■ Supplied passage:
◇ ◇ ◇ ◇

With the start of a new year, most people set resolutions to lose weight, exercise more or to eat healthier. Those are all great goals to set but at the start of a new year, which is most appropriate to set: a goal, resolution or vision? In the past, I probably considered all three one in the same but I have read a few blog posts that have gotten me thinking that setting a vision for year might be a better way for me to proceed in 2012.
My quest for knowledge and exploration on this topic began when I read a blog post shared by Angela Maiers on Twitter written by Lisa Petrilli titled, “Three Steps to Create a Vision for 2012“. Petrilli writes,
If you want to be a purveyor of visionary leadership in 2012 you must start by creating a vision for 2012. I recommend creating a separate vision for both your life and your career because, although they absolutely will be inextricably linked, there will be critical and varying aspects of each that you’ll want to capture and use to keep you focused throughout the year.
I hadn’t really thought about the new year in terms of goals, resolutions or visions. I usually had the typical new year’s resolutions, but didn’t have the resolve to keep the resolution or goal much longer than a few days or weeks into January.

◇ ◇ ◇ ◇

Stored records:

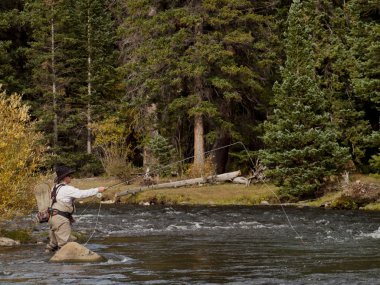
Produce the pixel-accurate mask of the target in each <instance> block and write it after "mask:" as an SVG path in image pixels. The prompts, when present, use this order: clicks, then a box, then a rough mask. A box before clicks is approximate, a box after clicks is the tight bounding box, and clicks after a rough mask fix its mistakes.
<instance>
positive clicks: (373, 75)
mask: <svg viewBox="0 0 380 285" xmlns="http://www.w3.org/2000/svg"><path fill="white" fill-rule="evenodd" d="M348 11H349V12H348V14H349V15H350V18H349V19H350V33H349V37H348V42H349V44H350V46H351V48H350V50H349V53H350V56H351V57H352V58H353V59H354V61H353V64H352V65H351V66H349V71H350V78H351V81H352V84H353V87H354V88H353V89H354V92H355V96H356V98H357V102H358V105H359V106H360V107H361V109H362V110H363V112H364V116H365V118H366V119H367V120H368V121H369V122H370V126H371V130H372V132H373V133H372V135H371V136H369V137H368V138H367V141H368V142H367V144H368V146H367V150H366V157H365V160H366V161H365V162H367V161H368V159H369V158H370V157H371V156H373V158H372V160H374V161H376V159H378V156H380V154H379V136H380V135H379V131H380V91H379V90H380V88H379V87H380V79H379V78H380V69H379V63H380V22H379V2H378V1H373V0H352V1H350V2H349V4H348Z"/></svg>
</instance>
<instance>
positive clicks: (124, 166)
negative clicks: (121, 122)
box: [91, 117, 132, 179]
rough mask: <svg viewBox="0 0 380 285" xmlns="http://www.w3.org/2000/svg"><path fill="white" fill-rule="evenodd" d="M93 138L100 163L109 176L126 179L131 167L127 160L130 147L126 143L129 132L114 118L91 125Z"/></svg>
mask: <svg viewBox="0 0 380 285" xmlns="http://www.w3.org/2000/svg"><path fill="white" fill-rule="evenodd" d="M91 129H92V131H93V134H94V136H95V143H94V146H95V147H97V148H98V149H100V161H101V162H102V165H103V168H104V170H105V172H106V173H107V174H108V175H109V176H118V177H122V178H124V179H125V178H126V177H127V176H128V174H129V173H130V172H131V169H132V166H131V164H130V163H129V162H128V158H129V157H130V155H131V154H132V151H131V147H130V145H129V144H128V143H126V137H127V136H128V134H129V130H128V129H127V128H126V127H125V126H124V125H122V124H120V123H118V119H117V118H116V117H111V118H108V119H105V120H104V121H102V122H97V123H95V124H92V126H91Z"/></svg>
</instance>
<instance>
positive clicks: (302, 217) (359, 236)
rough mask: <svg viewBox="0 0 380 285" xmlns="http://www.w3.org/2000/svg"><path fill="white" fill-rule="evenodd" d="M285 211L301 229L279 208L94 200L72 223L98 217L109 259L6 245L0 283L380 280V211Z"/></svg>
mask: <svg viewBox="0 0 380 285" xmlns="http://www.w3.org/2000/svg"><path fill="white" fill-rule="evenodd" d="M285 211H286V214H287V216H288V218H289V220H290V221H291V224H292V226H293V227H294V229H292V228H291V227H290V226H289V223H288V220H287V217H286V216H285V214H284V212H283V211H282V209H281V208H279V207H268V206H265V207H264V206H263V207H243V206H234V207H185V206H175V207H164V206H149V207H143V206H126V205H102V207H101V209H100V215H99V217H98V215H97V214H98V208H97V207H94V208H90V209H88V210H87V211H86V212H84V214H83V215H82V216H81V218H80V219H79V221H78V222H77V223H76V224H75V226H74V228H75V230H77V231H85V232H87V233H88V235H90V234H91V232H92V231H93V229H94V226H95V224H96V221H97V219H98V224H97V230H96V231H95V234H94V235H93V237H92V238H91V240H90V241H89V242H88V244H87V247H89V248H90V249H91V250H93V251H95V252H97V253H99V254H101V255H103V256H104V257H106V258H107V259H108V261H106V262H101V263H95V264H89V263H87V264H86V263H85V264H69V263H65V264H57V263H49V262H48V259H49V255H45V254H43V251H44V246H43V245H22V246H20V247H14V248H8V249H6V248H0V284H13V283H17V284H91V285H93V284H292V285H294V284H334V285H336V284H380V246H379V245H380V229H379V226H380V213H377V212H361V211H334V210H324V209H312V208H303V209H297V208H285ZM78 212H81V209H78ZM296 232H297V233H298V234H299V236H298V235H297V234H296Z"/></svg>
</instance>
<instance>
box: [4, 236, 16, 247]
mask: <svg viewBox="0 0 380 285" xmlns="http://www.w3.org/2000/svg"><path fill="white" fill-rule="evenodd" d="M19 244H20V242H19V241H17V240H13V239H10V238H6V237H0V246H15V245H19Z"/></svg>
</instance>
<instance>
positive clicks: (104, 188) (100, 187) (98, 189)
mask: <svg viewBox="0 0 380 285" xmlns="http://www.w3.org/2000/svg"><path fill="white" fill-rule="evenodd" d="M104 191H106V188H105V187H98V192H99V193H103V192H104Z"/></svg>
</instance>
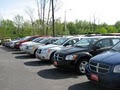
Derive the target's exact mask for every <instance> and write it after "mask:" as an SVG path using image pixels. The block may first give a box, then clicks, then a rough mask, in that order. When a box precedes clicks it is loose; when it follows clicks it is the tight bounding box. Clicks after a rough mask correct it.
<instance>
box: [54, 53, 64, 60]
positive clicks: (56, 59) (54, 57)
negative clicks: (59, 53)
mask: <svg viewBox="0 0 120 90" xmlns="http://www.w3.org/2000/svg"><path fill="white" fill-rule="evenodd" d="M54 59H55V60H57V61H61V60H63V59H64V55H62V54H59V53H55V54H54Z"/></svg>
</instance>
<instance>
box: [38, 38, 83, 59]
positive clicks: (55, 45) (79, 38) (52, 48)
mask: <svg viewBox="0 0 120 90" xmlns="http://www.w3.org/2000/svg"><path fill="white" fill-rule="evenodd" d="M80 39H81V37H62V38H60V39H59V40H57V41H56V42H54V43H53V44H50V45H46V46H43V47H39V48H38V50H37V52H36V58H38V59H39V60H49V61H52V58H53V55H54V53H55V52H56V51H57V50H61V49H62V48H64V47H71V46H72V45H74V44H75V43H76V42H78V41H79V40H80Z"/></svg>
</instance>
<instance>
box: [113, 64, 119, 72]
mask: <svg viewBox="0 0 120 90" xmlns="http://www.w3.org/2000/svg"><path fill="white" fill-rule="evenodd" d="M113 72H114V73H120V65H116V66H115V67H114V69H113Z"/></svg>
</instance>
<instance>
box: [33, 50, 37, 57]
mask: <svg viewBox="0 0 120 90" xmlns="http://www.w3.org/2000/svg"><path fill="white" fill-rule="evenodd" d="M36 52H37V49H36V50H35V51H34V55H33V56H34V57H35V58H36Z"/></svg>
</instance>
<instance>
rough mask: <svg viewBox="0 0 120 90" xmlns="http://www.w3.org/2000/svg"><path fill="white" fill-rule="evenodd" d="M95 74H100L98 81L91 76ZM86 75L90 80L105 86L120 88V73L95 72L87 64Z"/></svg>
mask: <svg viewBox="0 0 120 90" xmlns="http://www.w3.org/2000/svg"><path fill="white" fill-rule="evenodd" d="M92 74H95V75H97V76H98V81H96V80H93V79H92V78H91V75H92ZM86 76H87V78H88V79H89V80H91V81H93V82H95V83H97V84H100V85H102V86H104V87H108V88H120V74H118V73H111V72H110V73H106V74H100V73H96V72H93V71H91V70H90V69H89V67H88V65H87V66H86Z"/></svg>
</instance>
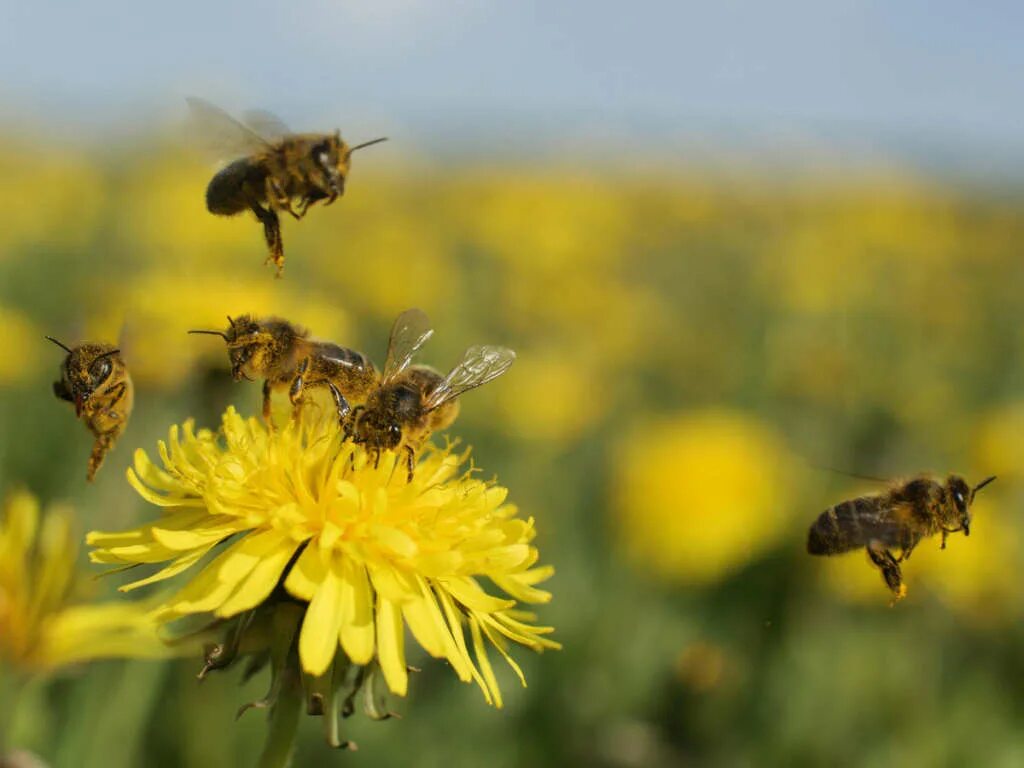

◇ ◇ ◇ ◇

■ Task instructions:
• 1. Translate this sentence from the blog post on New Year visions into Spanish: "I hadn’t really thought about the new year in terms of goals, resolutions or visions."
• 2. Rewrite the blog post on New Year visions from "My quest for" to "weeks into January.", putting "work" in place of "career".
The stored records have no role in this work.

■ Answers provided:
• 1. Realmente no había pensado en el año nuevo en términos de metas, propósitos o visiones.

• 2.
My quest for knowledge and exploration on this topic began when I read a blog post shared by Angela Maiers on Twitter written by Lisa Petrilli titled, “Three Steps to Create a Vision for 2012“. Petrilli writes,
If you want to be a purveyor of visionary leadership in 2012 you must start by creating a vision for 2012. I recommend creating a separate vision for both your life and your work because, although they absolutely will be inextricably linked, there will be critical and varying aspects of each that you’ll want to capture and use to keep you focused throughout the year.
I hadn’t really thought about the new year in terms of goals, resolutions or visions. I usually had the typical new year’s resolutions, but didn’t have the resolve to keep the resolution or goal much longer than a few days or weeks into January.